• **TEXT BLOCK**:
○ ○ ○ ○

Ok sorry, I just wanted to know what there is. I didn't realise there was so many.

Ben


----------



## syeph8 (Feb 23, 2011)

no need to apologize mate, it would be much easier to answer more specific questions is all. and you will less likely be disappointed with the answer


----------



## snakes123 (Feb 23, 2011)

To be honest i don't know, I cant get a snake until about half way through the year so i'm looking for ideas for something arboreal to get at the newcastle expo.

Ben


----------



## syeph8 (Feb 23, 2011)

why arboreal? what dimensions are you looking for with the enclosure for the fully grown animal? i find this is a good place to start as you can start thinking "ok i have x amount of space which would either fit two jungles or 4 spotteds... or an olive" i then decide what else would fit based on size and then narrow it down based on its ease to keep, whether or not id have to upgrade my license, whether i think it looks good etc etc etc"



syeph8 said:


> why arboreal? what dimensions are you looking for with the enclosure for the fully grown animal? i find this is a good place to start as you can start thinking "ok i have x amount of space which would either fit two jungles or 4 spotteds... or an olive" i then decide what else would fit based on size and then narrow it down based on its ease to keep, whether or not id have to upgrade my license, whether i think it looks good etc etc etc"


 
better idea actually... go to the expo and see what you like... i mean REALLY like and then make it happen afterward. you don't have to get something there, just get the info of the bloke selling them and/or put one on order.


----------



## snakes123 (Feb 23, 2011)

I dont know why i want arboreal I think I have just always like things that spend time in the trees. I have heaps of space but don't want something that needs a huge amount of space. I am looking for lizards or monitors.

Thanks
Ben


----------



## syeph8 (Feb 23, 2011)

i assume by "lizards or monitors" you mean dragons and monitors? this excludes skinks and geckoes.
ill tell you want... how about i give you four ideas and you see if you like them?

mangrove monitor (these spend some time up and about apparently, but they also spend a lot of time down in the water having a good ol' swim. for this one you will do well to have a fish tank in your enclosure. one of my favorite monitors)

○ ○ ○ ○

• **LISTED ENTRIES**:
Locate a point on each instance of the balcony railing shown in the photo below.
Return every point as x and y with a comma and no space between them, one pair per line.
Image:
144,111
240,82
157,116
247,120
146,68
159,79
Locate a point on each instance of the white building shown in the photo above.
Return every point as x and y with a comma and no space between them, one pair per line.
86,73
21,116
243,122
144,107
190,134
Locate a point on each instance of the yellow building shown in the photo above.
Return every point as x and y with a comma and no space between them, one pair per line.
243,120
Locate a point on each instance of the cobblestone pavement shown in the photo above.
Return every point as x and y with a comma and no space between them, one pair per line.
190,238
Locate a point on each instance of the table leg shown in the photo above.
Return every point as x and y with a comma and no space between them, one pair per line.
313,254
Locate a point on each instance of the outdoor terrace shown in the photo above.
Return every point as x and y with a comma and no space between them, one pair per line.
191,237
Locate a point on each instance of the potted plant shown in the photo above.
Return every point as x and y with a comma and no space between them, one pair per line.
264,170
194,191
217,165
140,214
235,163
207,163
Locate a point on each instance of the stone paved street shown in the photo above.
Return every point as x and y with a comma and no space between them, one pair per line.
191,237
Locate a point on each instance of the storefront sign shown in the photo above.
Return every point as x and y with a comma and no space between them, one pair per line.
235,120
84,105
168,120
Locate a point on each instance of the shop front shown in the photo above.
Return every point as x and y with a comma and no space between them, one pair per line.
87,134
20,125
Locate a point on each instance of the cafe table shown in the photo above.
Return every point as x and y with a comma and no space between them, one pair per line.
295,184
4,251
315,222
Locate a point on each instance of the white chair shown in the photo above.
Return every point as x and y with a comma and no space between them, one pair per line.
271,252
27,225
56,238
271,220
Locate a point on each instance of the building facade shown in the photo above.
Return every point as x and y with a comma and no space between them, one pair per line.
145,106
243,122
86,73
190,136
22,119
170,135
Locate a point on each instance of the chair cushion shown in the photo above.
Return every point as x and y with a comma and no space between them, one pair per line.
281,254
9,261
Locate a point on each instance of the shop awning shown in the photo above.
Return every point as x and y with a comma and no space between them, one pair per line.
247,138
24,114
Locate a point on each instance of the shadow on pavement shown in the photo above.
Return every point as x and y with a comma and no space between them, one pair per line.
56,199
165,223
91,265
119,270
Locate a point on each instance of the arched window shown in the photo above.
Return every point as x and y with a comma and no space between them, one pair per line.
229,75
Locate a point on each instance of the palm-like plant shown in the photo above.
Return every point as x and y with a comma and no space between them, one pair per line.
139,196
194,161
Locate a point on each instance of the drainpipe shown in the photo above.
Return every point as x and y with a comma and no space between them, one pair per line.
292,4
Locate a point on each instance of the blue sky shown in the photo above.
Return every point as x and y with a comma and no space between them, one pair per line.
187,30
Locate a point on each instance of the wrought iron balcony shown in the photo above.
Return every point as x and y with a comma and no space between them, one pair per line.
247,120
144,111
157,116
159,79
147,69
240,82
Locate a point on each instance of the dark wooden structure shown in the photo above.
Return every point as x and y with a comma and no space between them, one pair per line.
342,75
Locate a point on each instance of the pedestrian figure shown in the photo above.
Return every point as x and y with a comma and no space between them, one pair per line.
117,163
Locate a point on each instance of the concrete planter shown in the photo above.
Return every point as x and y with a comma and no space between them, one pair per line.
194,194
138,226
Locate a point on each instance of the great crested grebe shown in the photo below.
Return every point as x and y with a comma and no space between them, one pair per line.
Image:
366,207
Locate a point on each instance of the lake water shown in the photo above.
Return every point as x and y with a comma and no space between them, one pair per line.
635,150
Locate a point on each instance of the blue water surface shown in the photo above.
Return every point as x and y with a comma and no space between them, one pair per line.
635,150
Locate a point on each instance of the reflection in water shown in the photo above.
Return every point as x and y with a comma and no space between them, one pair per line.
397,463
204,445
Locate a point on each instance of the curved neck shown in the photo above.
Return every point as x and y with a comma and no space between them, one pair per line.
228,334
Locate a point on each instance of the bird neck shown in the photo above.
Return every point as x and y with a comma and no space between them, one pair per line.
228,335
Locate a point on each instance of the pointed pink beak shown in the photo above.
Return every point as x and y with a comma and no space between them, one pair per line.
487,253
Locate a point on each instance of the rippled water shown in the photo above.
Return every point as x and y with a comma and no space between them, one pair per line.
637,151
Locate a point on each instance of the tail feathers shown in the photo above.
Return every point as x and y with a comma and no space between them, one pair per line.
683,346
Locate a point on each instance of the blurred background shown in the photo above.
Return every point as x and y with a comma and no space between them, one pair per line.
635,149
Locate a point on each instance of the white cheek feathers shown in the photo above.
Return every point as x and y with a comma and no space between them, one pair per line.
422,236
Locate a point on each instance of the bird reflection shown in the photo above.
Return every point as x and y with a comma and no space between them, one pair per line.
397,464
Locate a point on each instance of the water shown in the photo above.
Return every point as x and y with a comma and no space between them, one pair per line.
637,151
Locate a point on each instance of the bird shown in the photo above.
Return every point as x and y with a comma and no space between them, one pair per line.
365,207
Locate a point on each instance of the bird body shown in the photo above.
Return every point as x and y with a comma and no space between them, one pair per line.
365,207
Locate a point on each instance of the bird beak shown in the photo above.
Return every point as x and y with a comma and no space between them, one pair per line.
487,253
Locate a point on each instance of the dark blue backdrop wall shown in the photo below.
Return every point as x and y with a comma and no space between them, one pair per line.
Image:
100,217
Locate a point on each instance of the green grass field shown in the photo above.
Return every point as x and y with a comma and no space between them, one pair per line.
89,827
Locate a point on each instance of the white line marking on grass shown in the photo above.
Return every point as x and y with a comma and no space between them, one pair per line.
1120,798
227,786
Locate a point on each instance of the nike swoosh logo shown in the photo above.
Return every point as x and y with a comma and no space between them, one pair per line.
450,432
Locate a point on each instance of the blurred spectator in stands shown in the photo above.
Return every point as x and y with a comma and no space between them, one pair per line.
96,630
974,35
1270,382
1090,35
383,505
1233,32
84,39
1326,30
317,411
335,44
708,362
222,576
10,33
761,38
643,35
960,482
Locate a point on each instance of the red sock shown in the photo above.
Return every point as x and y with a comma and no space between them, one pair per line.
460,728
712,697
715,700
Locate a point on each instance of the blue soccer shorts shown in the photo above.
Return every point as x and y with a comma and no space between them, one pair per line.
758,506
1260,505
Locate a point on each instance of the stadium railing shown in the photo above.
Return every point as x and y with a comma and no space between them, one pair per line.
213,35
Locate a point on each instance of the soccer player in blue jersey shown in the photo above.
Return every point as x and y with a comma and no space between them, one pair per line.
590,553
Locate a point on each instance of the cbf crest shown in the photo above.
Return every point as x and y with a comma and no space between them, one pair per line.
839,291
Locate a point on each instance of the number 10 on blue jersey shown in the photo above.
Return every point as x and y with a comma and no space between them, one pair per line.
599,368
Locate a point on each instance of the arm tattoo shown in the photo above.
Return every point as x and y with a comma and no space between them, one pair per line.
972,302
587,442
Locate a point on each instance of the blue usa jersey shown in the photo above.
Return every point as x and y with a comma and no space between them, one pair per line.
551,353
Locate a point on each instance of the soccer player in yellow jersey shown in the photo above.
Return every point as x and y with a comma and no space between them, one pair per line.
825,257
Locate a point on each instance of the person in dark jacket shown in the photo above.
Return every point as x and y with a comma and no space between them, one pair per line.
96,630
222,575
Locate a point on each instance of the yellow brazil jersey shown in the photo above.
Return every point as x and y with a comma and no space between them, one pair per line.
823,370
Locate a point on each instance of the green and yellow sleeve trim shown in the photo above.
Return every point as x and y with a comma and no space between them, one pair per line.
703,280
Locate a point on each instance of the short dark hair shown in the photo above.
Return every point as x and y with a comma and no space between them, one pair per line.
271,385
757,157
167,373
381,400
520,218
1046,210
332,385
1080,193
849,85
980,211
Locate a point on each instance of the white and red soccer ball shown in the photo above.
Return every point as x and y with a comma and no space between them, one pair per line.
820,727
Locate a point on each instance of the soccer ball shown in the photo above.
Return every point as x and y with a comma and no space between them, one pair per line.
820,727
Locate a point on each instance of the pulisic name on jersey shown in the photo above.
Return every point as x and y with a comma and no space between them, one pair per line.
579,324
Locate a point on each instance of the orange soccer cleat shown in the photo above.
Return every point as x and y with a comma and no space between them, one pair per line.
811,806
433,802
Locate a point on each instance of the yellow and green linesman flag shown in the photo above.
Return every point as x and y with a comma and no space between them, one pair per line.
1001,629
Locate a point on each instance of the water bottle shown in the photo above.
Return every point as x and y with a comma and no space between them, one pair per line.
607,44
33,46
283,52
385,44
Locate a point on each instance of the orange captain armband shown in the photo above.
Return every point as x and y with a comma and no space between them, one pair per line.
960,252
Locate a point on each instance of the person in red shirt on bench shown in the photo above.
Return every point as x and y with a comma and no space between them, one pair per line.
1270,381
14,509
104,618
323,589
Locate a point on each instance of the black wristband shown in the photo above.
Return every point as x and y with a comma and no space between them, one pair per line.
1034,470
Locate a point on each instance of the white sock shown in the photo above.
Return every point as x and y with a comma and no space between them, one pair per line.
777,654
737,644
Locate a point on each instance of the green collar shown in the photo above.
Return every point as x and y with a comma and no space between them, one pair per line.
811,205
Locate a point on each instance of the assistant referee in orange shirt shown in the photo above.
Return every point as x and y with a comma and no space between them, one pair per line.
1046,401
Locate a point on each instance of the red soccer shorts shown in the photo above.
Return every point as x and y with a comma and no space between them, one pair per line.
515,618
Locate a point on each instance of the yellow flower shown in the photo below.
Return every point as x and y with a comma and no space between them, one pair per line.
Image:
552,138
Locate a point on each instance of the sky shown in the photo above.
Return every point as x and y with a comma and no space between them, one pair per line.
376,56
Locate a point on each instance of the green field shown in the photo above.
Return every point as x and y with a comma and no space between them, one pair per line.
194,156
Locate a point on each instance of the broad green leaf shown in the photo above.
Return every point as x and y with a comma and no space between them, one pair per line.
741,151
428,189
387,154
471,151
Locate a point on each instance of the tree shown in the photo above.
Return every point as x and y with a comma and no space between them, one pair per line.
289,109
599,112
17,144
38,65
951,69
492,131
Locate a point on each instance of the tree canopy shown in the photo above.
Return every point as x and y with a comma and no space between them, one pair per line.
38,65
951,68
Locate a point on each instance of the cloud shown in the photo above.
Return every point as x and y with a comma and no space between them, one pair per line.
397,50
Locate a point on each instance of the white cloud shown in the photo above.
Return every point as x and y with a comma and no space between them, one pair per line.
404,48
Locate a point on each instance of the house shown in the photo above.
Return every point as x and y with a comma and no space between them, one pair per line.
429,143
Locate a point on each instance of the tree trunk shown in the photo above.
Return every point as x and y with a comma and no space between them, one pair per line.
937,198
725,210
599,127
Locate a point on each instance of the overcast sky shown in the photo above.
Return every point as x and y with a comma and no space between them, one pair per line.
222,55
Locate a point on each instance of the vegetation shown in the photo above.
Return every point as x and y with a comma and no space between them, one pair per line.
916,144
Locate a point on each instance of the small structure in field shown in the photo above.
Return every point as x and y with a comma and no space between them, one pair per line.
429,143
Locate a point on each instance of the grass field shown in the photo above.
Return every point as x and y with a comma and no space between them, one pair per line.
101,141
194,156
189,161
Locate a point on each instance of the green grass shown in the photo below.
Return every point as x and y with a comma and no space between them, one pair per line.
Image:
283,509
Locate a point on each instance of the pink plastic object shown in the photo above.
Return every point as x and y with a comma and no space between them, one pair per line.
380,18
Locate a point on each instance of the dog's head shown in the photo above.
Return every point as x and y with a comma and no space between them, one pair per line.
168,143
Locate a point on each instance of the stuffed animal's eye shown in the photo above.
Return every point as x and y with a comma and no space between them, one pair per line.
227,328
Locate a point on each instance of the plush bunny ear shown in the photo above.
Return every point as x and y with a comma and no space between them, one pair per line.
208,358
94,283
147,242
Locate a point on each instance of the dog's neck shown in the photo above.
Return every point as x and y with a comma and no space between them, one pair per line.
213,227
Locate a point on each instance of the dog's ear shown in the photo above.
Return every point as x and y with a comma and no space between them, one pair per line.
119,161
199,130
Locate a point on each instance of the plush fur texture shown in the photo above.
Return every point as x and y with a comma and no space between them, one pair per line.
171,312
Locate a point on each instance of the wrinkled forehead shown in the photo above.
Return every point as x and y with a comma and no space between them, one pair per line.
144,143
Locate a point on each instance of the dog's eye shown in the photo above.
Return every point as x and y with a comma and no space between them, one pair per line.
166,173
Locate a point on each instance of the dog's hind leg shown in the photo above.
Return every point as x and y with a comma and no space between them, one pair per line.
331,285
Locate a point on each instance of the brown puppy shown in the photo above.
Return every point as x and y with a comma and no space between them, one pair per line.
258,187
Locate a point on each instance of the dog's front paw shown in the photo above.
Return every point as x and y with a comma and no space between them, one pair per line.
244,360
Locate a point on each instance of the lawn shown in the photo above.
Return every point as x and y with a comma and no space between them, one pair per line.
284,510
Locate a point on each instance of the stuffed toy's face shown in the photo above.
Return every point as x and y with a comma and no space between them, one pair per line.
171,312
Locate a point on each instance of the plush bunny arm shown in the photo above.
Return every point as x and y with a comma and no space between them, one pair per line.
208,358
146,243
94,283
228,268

○ ○ ○ ○

• **DIRECTIONS**: Reproduce the passage of the reptile forum thread above from "I dont know" up to and including "you like them?".

• **ANSWER TO THIS EXERCISE**:
I dont know why i want arboreal I think I have just always like things that spend time in the trees. I have heaps of space but don't want something that needs a huge amount of space. I am looking for lizards or monitors.

Thanks
Ben


----------



## syeph8 (Feb 23, 2011)

i assume by "lizards or monitors" you mean dragons and monitors? this excludes skinks and geckoes.
ill tell you want... how about i give you four ideas and you see if you like them?